■ TO DO
Copy the forum thread on pigeon racing clocks from "## SmithFamilyLoft (Nov" up to and including "bird timers !!".

■ PROVIDED PASSAGE
::::::::::

I don't know Zig....maybe becoming a "parent" by proxy with the birth of your sweet pigeon babies may inspire you to "step up to the plate." LOL  

Linda


----------



## re lee (Jan 4, 2003)

The older clocks can be found at different areas. From say 50 to 100. dollars. They still do the job.


----------



## Jerry (Nov 21, 2003)

*Clocks on Auction*

There are a couple of this type of clocks on Pigeons4Sale.com auction site right now.


----------



## SmithFamilyLoft (Nov 22, 2004)

*1905 Model*

I own a 1905 model which makes it a cool hundred years old. It is a two bird timer with two pocket watches inside. I clocked birds with it in 65', yes sir, now that was the good ole days !! None of them new fangled clocks that can time up to 20 birds, and a paper to imprint the time to boot ! No sir, give me the good ole two bird timers !!


----------



## relofts (Apr 8, 2004)

Zig,

I currently use an Electronic Benzing Atis clock and I really like it. We used to use the older clocks as well but the counter marks and all were a pain, with the new clocks you get to enjoy seeing the birds come in and if it happens that you have to be gone for any reason your birds get clocked whether you are home or not. I know I am full of suggestions it seems like and I do appologize for that but not enough information is not good either, prior to buying a clock unless you just want to purchase them to collect, check with the club nearest you to see what type of clocks they use. Many clubs do not have people that can read the older clocks, I happen to be one that can but not all of them can do so, and some just don't want to mess with the counter marks and seals to secure the clock and all of the setting that goes with it, it really isn't that hard for those that know how but a real headache for those that don't.

::::::::::

Location identification items:

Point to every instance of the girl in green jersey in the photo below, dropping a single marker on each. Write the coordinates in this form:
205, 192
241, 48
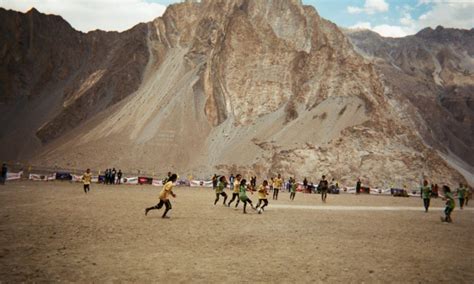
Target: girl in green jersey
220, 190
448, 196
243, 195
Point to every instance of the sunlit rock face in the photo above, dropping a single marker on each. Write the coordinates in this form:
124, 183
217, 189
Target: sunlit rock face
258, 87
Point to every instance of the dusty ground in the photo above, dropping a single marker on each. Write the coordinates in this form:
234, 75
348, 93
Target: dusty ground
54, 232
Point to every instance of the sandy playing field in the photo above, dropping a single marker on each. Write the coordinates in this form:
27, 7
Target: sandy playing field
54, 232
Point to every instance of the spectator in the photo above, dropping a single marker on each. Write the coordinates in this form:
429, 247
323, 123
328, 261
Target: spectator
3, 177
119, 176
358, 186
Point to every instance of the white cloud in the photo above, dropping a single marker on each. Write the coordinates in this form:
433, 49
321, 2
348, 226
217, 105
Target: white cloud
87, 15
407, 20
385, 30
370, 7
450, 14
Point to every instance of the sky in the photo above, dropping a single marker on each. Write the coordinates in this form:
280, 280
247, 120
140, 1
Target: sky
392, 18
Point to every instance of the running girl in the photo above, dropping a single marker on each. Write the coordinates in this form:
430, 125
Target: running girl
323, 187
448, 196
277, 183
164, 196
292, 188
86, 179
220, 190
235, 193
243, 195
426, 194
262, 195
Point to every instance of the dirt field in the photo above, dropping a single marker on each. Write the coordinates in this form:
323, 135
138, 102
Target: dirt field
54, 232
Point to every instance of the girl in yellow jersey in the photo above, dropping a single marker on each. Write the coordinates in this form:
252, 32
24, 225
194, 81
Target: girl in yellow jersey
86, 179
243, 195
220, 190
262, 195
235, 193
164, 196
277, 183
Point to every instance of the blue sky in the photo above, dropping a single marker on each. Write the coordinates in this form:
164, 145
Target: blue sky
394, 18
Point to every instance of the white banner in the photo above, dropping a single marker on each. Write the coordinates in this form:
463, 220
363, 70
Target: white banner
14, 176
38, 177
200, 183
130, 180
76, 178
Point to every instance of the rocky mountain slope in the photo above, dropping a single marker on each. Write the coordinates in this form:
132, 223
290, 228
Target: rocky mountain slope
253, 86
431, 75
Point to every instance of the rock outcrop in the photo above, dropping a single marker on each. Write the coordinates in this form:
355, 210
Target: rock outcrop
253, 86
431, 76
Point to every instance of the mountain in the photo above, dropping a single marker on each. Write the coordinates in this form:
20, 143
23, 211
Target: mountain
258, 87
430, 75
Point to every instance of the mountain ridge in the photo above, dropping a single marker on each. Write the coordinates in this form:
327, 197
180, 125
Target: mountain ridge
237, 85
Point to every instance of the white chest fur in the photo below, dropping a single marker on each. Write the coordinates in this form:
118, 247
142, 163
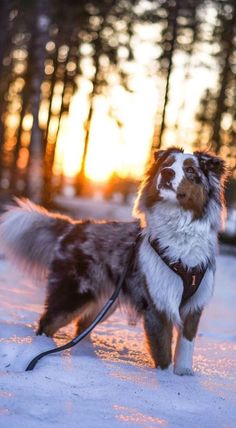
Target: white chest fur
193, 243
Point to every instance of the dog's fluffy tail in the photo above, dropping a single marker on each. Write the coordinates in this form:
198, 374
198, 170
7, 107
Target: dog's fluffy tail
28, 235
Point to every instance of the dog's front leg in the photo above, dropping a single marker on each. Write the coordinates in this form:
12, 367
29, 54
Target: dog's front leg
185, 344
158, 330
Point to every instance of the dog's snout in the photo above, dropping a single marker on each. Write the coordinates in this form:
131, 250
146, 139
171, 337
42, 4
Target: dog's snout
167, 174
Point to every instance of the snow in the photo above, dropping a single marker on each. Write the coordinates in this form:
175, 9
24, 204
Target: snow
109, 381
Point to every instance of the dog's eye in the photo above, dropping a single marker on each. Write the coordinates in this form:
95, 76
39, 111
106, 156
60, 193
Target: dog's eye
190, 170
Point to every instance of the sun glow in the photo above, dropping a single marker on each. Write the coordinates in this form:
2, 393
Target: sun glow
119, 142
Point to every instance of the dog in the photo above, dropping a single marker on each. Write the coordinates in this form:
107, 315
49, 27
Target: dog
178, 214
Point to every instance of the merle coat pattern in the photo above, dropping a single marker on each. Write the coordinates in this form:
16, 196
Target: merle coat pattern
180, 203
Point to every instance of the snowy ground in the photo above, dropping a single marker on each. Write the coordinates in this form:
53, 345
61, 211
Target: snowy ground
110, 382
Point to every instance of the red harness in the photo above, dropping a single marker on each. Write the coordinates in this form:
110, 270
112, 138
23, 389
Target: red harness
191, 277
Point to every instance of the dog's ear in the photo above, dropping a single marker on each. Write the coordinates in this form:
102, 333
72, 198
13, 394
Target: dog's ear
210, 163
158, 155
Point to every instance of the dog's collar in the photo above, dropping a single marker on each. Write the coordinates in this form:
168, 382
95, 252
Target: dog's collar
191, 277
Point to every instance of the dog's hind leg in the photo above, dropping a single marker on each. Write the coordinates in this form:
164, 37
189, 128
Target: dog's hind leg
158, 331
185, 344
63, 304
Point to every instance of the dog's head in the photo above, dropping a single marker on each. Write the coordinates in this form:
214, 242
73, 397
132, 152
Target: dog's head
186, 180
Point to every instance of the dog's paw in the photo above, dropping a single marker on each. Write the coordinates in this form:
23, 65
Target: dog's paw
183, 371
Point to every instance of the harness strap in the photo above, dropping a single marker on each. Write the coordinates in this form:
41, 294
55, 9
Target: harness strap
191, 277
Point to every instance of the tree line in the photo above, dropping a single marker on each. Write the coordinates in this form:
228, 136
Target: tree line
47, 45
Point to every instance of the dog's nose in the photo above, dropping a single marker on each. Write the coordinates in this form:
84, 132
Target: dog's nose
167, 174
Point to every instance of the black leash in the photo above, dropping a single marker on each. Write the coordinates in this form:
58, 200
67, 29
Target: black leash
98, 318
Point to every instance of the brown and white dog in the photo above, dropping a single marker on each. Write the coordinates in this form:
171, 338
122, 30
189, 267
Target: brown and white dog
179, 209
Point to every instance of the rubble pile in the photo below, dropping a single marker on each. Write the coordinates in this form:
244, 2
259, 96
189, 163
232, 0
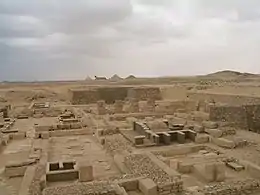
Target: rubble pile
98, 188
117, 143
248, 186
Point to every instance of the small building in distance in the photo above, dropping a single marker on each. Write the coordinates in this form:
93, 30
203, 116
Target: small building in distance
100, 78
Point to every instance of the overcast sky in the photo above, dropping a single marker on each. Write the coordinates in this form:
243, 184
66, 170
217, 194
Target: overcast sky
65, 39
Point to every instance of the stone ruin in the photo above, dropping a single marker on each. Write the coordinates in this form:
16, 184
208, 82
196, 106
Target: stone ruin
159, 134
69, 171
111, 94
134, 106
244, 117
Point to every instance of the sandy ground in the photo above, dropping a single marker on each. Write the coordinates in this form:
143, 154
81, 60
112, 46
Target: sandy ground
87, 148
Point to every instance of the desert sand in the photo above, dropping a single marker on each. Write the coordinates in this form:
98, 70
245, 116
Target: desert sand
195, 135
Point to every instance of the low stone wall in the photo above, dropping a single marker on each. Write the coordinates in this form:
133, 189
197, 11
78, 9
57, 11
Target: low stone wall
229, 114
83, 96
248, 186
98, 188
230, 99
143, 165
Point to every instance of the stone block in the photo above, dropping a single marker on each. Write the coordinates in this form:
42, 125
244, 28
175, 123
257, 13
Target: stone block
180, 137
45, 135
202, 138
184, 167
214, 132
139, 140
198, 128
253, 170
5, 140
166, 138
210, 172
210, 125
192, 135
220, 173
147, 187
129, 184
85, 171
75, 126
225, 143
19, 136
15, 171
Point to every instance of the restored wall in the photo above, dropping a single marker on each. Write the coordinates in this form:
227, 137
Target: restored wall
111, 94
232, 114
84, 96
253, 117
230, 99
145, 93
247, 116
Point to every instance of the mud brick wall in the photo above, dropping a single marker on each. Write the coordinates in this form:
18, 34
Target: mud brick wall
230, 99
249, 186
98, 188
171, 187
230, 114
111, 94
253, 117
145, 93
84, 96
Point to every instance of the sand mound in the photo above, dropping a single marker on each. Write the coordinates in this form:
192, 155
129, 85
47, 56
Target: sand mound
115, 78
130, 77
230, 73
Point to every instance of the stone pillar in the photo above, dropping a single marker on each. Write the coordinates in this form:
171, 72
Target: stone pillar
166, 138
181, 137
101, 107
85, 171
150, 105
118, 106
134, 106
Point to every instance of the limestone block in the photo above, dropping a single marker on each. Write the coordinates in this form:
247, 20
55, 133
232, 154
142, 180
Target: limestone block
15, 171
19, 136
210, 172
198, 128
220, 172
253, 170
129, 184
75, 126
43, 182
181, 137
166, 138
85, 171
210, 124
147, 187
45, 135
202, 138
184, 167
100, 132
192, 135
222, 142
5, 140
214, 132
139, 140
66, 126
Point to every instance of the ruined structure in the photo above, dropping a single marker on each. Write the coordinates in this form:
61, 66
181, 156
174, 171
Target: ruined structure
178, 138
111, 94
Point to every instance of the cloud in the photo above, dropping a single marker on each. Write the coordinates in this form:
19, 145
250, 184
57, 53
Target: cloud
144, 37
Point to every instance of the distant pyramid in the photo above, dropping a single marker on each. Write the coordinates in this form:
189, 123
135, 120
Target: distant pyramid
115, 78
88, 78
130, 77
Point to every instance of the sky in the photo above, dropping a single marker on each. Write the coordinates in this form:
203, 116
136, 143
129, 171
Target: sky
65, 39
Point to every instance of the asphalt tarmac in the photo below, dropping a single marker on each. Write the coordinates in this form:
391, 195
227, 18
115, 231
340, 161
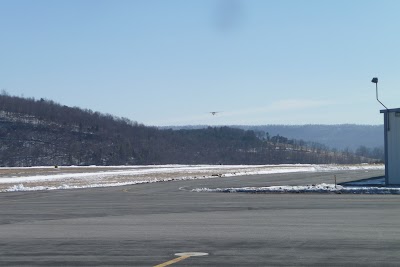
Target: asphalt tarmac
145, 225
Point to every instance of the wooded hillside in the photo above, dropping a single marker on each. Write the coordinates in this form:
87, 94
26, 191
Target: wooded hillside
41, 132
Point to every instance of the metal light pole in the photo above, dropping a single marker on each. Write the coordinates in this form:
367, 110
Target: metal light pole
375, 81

::::::::::

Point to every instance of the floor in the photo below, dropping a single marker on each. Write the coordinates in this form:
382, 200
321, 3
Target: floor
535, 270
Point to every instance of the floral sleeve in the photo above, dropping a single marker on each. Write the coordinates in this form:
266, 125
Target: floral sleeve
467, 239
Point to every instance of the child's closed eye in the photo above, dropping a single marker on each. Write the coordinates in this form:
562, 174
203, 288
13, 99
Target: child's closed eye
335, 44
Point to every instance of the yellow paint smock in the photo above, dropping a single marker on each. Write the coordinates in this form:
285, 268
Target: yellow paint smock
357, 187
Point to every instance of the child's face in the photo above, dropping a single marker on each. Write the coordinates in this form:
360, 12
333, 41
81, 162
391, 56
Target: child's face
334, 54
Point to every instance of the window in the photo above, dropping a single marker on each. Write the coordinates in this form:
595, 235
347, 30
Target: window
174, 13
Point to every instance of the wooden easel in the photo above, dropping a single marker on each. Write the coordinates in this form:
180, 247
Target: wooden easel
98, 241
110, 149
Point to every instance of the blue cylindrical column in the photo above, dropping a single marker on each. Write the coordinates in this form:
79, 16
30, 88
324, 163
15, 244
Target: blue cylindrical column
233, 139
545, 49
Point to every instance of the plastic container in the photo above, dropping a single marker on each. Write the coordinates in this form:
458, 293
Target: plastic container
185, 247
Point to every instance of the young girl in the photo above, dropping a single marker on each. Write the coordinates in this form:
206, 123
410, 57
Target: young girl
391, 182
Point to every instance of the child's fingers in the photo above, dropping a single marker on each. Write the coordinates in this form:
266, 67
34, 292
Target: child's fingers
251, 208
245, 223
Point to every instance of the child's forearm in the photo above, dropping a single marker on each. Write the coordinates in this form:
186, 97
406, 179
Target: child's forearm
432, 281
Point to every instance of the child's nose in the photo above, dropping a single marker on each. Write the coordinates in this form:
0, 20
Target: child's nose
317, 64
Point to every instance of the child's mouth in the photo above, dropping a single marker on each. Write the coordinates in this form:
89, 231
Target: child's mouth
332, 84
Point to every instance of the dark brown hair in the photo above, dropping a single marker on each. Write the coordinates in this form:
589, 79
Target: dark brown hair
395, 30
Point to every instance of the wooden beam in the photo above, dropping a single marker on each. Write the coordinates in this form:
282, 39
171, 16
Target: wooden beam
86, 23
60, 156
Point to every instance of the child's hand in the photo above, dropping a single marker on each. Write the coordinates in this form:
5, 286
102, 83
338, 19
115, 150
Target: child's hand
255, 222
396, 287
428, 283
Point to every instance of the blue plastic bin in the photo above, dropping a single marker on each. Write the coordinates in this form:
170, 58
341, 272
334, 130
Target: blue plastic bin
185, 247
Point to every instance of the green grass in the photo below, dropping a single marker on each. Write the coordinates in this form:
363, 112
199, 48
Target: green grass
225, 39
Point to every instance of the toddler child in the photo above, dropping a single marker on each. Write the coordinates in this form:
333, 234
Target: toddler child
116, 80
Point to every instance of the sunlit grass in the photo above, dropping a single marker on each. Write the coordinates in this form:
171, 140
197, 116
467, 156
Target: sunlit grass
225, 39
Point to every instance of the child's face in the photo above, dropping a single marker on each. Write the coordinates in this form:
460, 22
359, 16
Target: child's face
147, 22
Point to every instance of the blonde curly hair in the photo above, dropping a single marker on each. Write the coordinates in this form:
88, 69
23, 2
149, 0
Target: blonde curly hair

::::::::::

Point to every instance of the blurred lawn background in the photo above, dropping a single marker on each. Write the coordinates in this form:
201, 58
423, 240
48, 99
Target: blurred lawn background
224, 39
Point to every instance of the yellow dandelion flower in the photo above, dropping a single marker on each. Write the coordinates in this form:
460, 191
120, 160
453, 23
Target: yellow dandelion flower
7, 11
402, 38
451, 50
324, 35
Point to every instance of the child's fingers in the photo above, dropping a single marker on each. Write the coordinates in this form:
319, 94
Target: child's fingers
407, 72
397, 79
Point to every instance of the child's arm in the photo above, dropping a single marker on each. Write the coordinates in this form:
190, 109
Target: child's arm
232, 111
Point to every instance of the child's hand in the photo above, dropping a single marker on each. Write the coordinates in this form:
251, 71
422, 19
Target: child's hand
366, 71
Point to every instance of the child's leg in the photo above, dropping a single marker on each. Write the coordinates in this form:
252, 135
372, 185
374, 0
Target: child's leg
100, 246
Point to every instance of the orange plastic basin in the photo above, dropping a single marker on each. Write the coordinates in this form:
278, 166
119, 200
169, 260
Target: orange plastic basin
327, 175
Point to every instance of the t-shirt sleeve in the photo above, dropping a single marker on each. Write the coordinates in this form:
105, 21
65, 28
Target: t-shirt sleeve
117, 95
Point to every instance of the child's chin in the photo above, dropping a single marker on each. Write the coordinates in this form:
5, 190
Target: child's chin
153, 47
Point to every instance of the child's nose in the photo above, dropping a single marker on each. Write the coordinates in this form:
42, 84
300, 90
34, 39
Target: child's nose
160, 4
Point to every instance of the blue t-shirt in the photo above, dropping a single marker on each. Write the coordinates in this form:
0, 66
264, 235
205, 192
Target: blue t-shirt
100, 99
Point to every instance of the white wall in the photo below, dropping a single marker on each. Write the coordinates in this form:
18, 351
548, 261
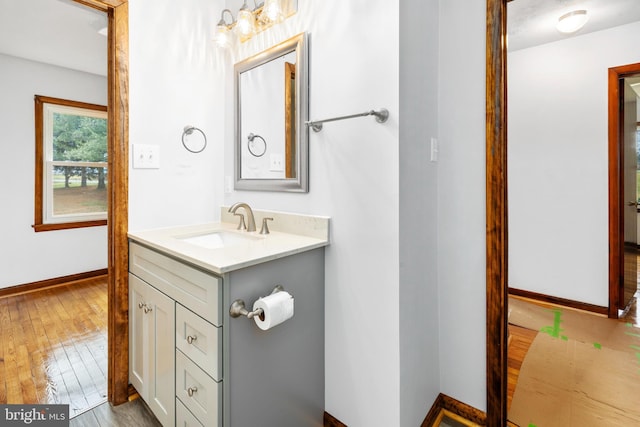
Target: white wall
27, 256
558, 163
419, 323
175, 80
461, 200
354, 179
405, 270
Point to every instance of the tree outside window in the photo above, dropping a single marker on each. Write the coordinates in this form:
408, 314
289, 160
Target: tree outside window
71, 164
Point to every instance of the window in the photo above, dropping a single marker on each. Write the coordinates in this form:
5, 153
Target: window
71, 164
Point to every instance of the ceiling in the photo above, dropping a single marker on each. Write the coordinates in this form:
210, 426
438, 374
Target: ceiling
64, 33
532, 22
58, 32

::::::::::

■ ANSWER TO THIS PROBLEM
## SmithFamilyLoft (Nov 22, 2004)

*1905 Model*

I own a 1905 model which makes it a cool hundred years old. It is a two bird timer with two pocket watches inside. I clocked birds with it in 65', yes sir, now that was the good ole days !! None of them new fangled clocks that can time up to 20 birds, and a paper to imprint the time to boot ! No sir, give me the good ole two bird timers !!